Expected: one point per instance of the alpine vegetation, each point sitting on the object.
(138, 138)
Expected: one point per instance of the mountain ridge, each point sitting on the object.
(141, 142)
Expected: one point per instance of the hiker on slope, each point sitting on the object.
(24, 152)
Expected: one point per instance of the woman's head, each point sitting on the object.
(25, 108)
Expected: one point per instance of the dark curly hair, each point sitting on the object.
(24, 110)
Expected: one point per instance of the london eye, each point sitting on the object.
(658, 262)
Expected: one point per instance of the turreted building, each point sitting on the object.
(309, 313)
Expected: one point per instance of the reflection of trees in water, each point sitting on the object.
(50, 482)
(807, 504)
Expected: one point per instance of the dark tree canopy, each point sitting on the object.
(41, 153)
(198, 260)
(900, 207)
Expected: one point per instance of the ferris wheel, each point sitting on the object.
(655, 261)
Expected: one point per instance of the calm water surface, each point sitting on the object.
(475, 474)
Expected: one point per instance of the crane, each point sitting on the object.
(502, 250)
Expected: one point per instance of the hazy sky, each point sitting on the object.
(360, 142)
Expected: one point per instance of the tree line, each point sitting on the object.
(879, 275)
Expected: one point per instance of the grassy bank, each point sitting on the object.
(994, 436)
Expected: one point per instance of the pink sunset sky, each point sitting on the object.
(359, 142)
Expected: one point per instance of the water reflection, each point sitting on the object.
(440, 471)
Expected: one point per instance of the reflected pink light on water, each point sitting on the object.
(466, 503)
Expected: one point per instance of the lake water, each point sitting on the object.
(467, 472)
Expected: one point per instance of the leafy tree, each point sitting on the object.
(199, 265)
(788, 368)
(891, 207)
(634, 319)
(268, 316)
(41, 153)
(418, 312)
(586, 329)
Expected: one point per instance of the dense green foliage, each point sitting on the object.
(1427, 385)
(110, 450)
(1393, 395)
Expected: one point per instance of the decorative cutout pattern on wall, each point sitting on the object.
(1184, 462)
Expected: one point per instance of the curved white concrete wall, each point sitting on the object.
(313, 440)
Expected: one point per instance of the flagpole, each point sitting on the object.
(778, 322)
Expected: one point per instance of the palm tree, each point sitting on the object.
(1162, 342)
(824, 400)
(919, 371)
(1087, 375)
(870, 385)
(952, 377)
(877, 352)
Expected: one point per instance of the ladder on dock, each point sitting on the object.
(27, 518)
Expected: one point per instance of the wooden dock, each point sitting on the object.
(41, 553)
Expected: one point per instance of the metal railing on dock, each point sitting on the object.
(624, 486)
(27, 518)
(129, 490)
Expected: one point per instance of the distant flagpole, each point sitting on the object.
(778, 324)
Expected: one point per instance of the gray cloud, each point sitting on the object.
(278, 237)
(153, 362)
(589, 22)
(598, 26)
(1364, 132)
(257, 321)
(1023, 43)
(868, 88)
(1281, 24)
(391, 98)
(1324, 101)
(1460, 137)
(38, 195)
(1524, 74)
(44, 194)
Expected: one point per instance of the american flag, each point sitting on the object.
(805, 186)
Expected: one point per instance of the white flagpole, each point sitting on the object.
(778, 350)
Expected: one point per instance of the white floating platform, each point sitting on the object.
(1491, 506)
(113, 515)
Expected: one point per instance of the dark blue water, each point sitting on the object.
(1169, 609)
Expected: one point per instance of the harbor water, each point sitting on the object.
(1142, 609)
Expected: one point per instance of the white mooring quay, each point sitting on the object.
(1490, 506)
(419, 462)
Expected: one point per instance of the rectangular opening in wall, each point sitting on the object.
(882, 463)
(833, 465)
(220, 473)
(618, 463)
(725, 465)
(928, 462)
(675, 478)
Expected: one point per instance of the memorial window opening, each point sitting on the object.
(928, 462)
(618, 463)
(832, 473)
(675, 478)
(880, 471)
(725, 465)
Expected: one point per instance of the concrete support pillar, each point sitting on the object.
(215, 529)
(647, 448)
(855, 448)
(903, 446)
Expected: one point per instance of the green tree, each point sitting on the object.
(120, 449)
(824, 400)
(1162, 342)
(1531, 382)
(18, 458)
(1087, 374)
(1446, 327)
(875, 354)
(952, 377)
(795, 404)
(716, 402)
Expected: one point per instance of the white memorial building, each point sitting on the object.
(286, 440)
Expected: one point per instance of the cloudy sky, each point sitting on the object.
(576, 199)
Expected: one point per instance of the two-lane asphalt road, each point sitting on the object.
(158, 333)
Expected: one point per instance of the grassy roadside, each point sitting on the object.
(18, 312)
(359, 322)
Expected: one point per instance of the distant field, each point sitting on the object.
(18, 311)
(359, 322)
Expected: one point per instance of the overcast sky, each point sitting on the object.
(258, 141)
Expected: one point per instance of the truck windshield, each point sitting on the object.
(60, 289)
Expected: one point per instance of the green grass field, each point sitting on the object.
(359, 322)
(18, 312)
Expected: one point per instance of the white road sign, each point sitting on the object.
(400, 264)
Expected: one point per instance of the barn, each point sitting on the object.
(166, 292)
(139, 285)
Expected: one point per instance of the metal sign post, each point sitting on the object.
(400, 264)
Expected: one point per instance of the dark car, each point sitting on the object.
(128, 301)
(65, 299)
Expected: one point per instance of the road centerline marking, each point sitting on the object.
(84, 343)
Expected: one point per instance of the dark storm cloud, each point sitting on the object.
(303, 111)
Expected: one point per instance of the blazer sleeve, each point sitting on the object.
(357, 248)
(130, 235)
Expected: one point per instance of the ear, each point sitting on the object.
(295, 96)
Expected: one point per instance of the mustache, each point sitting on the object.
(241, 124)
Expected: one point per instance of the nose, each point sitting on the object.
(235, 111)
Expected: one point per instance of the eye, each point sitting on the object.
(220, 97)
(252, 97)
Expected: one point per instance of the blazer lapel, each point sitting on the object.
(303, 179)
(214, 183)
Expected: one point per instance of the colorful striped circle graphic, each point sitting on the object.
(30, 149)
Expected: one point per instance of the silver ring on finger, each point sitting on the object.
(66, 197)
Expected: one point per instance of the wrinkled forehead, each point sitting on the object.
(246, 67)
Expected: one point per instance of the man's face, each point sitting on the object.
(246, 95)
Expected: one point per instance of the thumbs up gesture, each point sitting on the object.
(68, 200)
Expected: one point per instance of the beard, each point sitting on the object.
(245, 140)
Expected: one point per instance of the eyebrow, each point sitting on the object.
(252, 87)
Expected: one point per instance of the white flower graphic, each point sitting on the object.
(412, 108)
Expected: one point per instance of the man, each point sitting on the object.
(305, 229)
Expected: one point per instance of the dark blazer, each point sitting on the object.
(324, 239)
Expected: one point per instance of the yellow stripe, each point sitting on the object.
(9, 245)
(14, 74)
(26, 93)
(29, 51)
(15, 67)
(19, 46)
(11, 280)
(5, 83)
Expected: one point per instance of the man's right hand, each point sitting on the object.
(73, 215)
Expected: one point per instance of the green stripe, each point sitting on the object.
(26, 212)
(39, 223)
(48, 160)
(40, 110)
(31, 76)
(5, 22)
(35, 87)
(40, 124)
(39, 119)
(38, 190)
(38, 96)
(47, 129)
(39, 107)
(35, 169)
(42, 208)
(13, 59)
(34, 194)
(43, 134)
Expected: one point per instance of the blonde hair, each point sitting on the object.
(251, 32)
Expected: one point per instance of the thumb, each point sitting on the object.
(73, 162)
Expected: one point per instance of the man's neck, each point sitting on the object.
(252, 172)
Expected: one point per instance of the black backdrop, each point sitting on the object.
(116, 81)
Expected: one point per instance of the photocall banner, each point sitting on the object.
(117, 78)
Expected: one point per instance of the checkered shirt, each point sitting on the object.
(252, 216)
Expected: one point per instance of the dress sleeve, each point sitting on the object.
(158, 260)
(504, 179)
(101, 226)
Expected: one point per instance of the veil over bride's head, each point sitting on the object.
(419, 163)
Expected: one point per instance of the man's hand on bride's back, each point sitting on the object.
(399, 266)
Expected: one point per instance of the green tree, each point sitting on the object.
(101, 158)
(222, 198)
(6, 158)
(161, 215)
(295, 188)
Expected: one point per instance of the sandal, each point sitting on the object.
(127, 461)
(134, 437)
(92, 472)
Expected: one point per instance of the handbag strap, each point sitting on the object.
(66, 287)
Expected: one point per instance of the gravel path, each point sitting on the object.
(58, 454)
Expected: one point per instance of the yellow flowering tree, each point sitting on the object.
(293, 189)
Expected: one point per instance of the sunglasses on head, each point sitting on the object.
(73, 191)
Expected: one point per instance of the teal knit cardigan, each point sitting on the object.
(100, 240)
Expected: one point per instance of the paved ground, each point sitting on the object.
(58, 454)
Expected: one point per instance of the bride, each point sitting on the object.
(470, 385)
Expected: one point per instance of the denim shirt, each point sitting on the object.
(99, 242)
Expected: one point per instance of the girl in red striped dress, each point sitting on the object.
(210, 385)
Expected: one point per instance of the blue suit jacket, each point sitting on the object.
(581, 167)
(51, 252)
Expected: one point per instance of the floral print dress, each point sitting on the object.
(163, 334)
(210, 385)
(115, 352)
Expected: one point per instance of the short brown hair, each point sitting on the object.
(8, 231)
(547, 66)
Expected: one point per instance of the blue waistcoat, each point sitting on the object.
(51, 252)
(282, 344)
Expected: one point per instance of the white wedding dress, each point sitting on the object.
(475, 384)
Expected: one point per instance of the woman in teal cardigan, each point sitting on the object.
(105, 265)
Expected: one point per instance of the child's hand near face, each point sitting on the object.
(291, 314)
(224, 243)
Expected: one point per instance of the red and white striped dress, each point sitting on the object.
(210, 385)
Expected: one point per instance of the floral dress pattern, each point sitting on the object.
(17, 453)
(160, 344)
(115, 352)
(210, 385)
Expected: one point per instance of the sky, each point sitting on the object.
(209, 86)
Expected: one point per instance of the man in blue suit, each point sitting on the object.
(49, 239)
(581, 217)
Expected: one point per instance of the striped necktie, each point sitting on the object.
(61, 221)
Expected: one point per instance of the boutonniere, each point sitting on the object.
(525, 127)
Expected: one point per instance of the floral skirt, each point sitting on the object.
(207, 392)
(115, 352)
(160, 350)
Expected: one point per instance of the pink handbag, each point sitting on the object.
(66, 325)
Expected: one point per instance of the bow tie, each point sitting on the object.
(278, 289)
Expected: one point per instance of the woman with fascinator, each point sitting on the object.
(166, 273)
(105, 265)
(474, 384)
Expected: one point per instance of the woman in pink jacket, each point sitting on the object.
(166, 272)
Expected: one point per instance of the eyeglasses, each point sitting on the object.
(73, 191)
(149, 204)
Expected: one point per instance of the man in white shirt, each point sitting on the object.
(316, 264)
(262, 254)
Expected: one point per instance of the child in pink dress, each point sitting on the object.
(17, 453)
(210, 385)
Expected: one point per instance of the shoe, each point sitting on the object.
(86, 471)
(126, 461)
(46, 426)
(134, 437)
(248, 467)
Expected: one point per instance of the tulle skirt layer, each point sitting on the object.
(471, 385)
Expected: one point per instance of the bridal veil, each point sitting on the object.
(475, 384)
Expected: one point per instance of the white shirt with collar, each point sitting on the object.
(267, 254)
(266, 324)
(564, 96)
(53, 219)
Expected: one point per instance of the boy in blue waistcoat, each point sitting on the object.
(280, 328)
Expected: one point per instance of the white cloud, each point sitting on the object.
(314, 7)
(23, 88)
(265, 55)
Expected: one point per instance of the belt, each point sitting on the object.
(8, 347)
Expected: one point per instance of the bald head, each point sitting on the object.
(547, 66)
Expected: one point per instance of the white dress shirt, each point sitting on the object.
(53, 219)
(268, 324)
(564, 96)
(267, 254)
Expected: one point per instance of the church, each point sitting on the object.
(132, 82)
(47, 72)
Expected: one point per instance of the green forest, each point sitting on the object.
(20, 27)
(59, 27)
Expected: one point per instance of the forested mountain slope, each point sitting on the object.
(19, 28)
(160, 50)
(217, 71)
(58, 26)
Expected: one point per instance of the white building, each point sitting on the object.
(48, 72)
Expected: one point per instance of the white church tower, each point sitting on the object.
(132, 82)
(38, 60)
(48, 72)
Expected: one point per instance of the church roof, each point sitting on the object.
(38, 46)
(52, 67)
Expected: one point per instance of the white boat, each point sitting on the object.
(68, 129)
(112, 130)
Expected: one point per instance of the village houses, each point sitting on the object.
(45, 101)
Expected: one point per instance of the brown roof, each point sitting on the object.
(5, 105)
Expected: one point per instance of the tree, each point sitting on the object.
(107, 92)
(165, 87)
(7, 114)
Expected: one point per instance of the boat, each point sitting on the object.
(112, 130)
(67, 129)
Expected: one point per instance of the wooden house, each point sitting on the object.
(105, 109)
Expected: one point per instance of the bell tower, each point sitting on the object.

++++++++++

* _What you are asked to do_
Reproduce the entries above from the line that contains "Expected: one point per instance of the wooden house, each" through the end of the entries, both included, and swap "wooden house" for "timber house" while leaving everything else unchanged.

* _Result_
Expected: one point per instance of the timber house, each point sitting on the object.
(105, 109)
Expected: one point per instance of the bell tower, each point sitting on the object.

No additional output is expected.